Extracted data
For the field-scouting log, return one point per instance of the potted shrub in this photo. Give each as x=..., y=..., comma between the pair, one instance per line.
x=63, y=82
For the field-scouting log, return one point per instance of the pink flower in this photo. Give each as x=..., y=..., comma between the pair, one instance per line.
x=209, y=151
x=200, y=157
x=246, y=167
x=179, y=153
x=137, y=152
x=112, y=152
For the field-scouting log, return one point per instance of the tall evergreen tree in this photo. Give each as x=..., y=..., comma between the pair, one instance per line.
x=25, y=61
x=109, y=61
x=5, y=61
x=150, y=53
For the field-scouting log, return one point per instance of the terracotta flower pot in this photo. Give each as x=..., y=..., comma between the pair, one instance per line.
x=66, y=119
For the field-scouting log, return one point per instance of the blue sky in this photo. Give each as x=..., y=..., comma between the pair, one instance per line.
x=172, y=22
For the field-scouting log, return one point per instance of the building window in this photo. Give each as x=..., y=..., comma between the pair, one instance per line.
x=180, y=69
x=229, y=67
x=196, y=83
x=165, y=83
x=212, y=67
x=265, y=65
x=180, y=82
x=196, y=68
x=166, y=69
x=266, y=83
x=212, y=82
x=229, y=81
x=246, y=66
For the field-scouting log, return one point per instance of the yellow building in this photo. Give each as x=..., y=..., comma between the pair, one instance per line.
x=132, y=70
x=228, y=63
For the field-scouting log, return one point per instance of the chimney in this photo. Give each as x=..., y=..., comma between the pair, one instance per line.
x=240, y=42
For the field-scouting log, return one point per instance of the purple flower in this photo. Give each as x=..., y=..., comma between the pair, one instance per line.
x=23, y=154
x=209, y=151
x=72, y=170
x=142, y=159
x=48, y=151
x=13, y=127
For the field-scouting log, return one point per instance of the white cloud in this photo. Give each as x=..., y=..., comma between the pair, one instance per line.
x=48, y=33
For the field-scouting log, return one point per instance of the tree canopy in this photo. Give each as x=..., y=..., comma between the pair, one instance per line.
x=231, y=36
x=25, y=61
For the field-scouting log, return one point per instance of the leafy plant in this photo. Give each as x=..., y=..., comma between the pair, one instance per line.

Exercise prompt
Rewrite all of the entries above as one numbered list, leaving out any blank lines.

Response
1. For the field-scouting log, return one point per instance of the potted shrub in this photo. Give each as x=..., y=..., comma between the pair, one instance per line.
2. x=63, y=82
3. For the field-scouting log, return one point per instance of the pink flower in this photo. Give each as x=..., y=..., comma between the pair, one instance per line.
4. x=209, y=151
5. x=200, y=157
6. x=246, y=167
7. x=179, y=153
8. x=137, y=152
9. x=112, y=152
10. For the field-scouting log, return one point per instance of the tall evergreen tree in this photo. Give each as x=..., y=..., comma between the pair, one instance per line.
11. x=25, y=61
12. x=109, y=61
13. x=5, y=61
14. x=150, y=53
15. For the field-scouting log, return one point per instance of the terracotta flower pot in this photo. Give each as x=..., y=..., comma between the pair, one instance per line.
16. x=66, y=119
17. For the field-scouting log, return one point per instance of the blue sky in this photo. Give each as x=..., y=..., comma between the pair, one instance per line.
18. x=172, y=22
19. For the field-scouting log, return one point per instance of the building window in this photo. Give each as x=..., y=..., comma between the pair, one instance per line.
20. x=180, y=69
21. x=229, y=67
22. x=196, y=83
23. x=165, y=83
24. x=212, y=67
25. x=265, y=65
26. x=180, y=82
27. x=196, y=68
28. x=166, y=69
29. x=266, y=83
30. x=212, y=82
31. x=229, y=81
32. x=246, y=66
33. For the field-scouting log, return one point per instance of the yellow building in this photo. Give each as x=..., y=..., comma between the pair, one instance per line.
34. x=132, y=70
35. x=228, y=63
36. For the field-scouting log, return one point per instance of the chimney in this photo. Give each as x=..., y=..., comma between the pair, one instance per line.
37. x=240, y=42
38. For the field-scouting log, return one point per instance of the purple flower in this photo. Give each as x=..., y=..., comma between the pair, one instance per line.
39. x=23, y=154
40. x=209, y=151
41. x=72, y=170
42. x=142, y=159
43. x=48, y=151
44. x=13, y=127
45. For the field-scouting log, return one point per instance of the white cloud in this photo. Give each as x=..., y=..., comma between the pair, one instance per line.
46. x=48, y=33
47. For the field-scouting log, return one point per instance of the tree canopy in this photo. Give each as x=..., y=..., comma between the pair, one instance per line.
48. x=231, y=36
49. x=25, y=61
50. For the field-scouting log, return one point per instance of the leafy plant in this photo. Give each as x=..., y=..., comma between the pair, one instance per line.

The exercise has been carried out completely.